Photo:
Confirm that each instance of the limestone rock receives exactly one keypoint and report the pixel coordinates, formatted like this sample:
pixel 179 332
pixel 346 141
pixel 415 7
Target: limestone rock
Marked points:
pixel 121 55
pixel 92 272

----------

**Goal of the exercise:**
Repeat each record in full; every line must match exactly.

**Result for this task:**
Photo:
Confirm that each instance of the limestone rock receives exactly one keypoint and report the pixel coordinates, formatted like this sample:
pixel 179 332
pixel 346 141
pixel 415 7
Target: limestone rock
Marked points:
pixel 121 55
pixel 92 272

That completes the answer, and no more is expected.